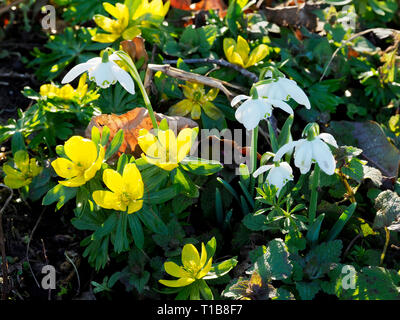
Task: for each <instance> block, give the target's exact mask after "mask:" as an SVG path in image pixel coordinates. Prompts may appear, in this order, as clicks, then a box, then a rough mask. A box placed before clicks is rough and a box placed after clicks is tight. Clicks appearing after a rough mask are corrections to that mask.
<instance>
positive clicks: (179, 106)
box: [169, 99, 193, 117]
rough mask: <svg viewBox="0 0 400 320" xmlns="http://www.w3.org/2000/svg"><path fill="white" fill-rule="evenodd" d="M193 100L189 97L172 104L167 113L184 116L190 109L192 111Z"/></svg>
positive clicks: (172, 115)
mask: <svg viewBox="0 0 400 320" xmlns="http://www.w3.org/2000/svg"><path fill="white" fill-rule="evenodd" d="M192 104H193V102H192V101H190V100H189V99H184V100H182V101H179V102H178V103H176V104H174V105H173V106H172V107H171V108H169V114H170V115H172V116H181V117H184V116H186V115H187V114H188V113H189V112H190V111H192Z"/></svg>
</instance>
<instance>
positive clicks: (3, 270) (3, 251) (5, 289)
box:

■ ■ ■ ■ ■ ■ ■

* _Work order_
Rewrite the listing above with "positive clicks" replaced by "foreground clicks" everywhere and nothing else changed. Leave out the pictures.

* _Written answer_
Task: for each <instance> block, give the target's exact mask after "mask:" as an SVG path in image pixel coordinates. Prompts may appear, in this order, as clicks, then a box, then a rough mask. A box placed before clicks is rough and a box placed after clicks is tight. Clicks appearing after a rough mask are corrections to that mask.
<instance>
foreground clicks: (179, 106)
box: [169, 99, 193, 117]
rough mask: <svg viewBox="0 0 400 320" xmlns="http://www.w3.org/2000/svg"><path fill="white" fill-rule="evenodd" d="M193 100L189 97L172 104L167 113L184 116L190 109L192 111Z"/></svg>
foreground clicks: (172, 115)
mask: <svg viewBox="0 0 400 320" xmlns="http://www.w3.org/2000/svg"><path fill="white" fill-rule="evenodd" d="M192 104H193V102H192V101H190V100H189V99H184V100H182V101H179V102H178V103H176V104H174V105H173V106H172V107H171V108H169V114H170V115H172V116H181V117H184V116H186V115H187V114H188V113H189V112H190V111H192Z"/></svg>
</instance>
<instance>
foreground clicks: (3, 270) (3, 251) (5, 289)
box:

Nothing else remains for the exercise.